start PASSAGE
The Territoire de Belfort () is a department in the Bourgogne-Franche-Comté region, eastern France. It had a population of 141,318 in 2019.

History
The administrative district Territoire de Belfort was created under the terms of the 1871 Treaty of Frankfurt. The German Empire annexed almost all of Alsace, but the French were able to negotiate retention of the Territoire de Belfort which thereby was separated from the rest of Alsace (where it had been part of the department of Haut-Rhin). There were three principal reasons for this exceptional treatment:

 The population in and around Belfort was French-speaking.
 Belfort had demonstrated heroic resistance, under Colonel Pierre Denfert-Rochereau, to the German invasion. Belfort's left-wing Catholic Deputy Émile Keller now conducted a similarly forceful political campaign in the National Assembly. He argued that ceding heroic Belfort to Germany after the war would be unthinkable.
 Since Belfort is situated in a relatively flat passage between the Vosges and Jura mountain ranges (known as the Belfort Gap), the Germans agreed to leave the city in France, because the Prussian military officers indicated that this strategy would give Germany a more defensible border.

After retaining its unique status as a  for just over half a century, Belfort was officially recognized as France's 90th department in 1922.  France had recovered Alsace three years earlier, but the decision was taken not to reintegrate Belfort into its former department.  There was talk of giving it a new departmental name, with suggestions that included "Savoureuse" (after the main river of the new department) or "Mont-Terrible" (the name of a former Napoleonic department embracing parts of Switzerland), but there was no consensus for a name change and the department continues to be known as the Territoire de Belfort.

When the regions of France were created, Belfort was not included in the region of Alsace, but the adjacent region of Franche-Comté, since January 2016 Bourgogne-Franche-Comté.

Geography
Geographers might contend that Belfort lies on the ridge that divides two regions of France, but before 1870 it was politically part of Alsace.  However, in terms of the political regions established in 1982, the Territoire de Belfort has found itself in the Franche-Comté rather than Alsace.

The department has an area of only 609 km2 (235 sq. miles), being the fifth smallest of France (after Paris and its suburbs Hauts-de-Seine, Seine-Saint-Denis, and Val-de-Marne). It is sightly smaller than Malta or the State of Rhode Island.

Principal towns

The most populous commune is Belfort, the prefecture. As of 2019, there are 4 communes with more than 5,000 inhabitants:

Economy
The median net income per household for the department in 2017 was €21,310. The averaged figure for the Territoire de Belfort masked relatively large disparities such as, in particular, that between Belfort itself at €17,920 and Bermont at €26,600.

Population and demography
In 2019 the department recorded a population of 141,318. Of these, slightly more than 46,000 live in the commune of Belfort itself.
end PASSAGE
WRITTEN EXERCISE 1: Please copy out the listing below with "statue's cloak" replaced by "statue's robe" and everything else unchanged. Leave the pictures out.
start LISTED RECORDS
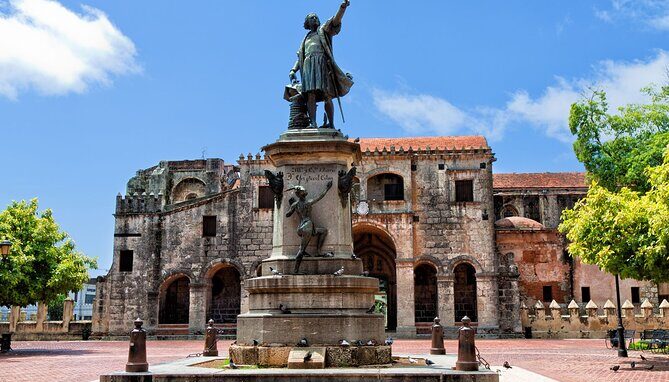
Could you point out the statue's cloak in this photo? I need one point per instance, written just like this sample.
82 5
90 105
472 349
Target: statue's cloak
342 81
end LISTED RECORDS
WRITTEN EXERCISE 2: According to the passage on the Territoire de Belfort, in what year did Belfort become France's 90th department?

COMPLETE OUTPUT 1:
Could you point out the statue's robe in this photo? I need one point per instance, written just like this sample.
82 5
90 105
472 349
Target: statue's robe
342 81

COMPLETE OUTPUT 2: 1922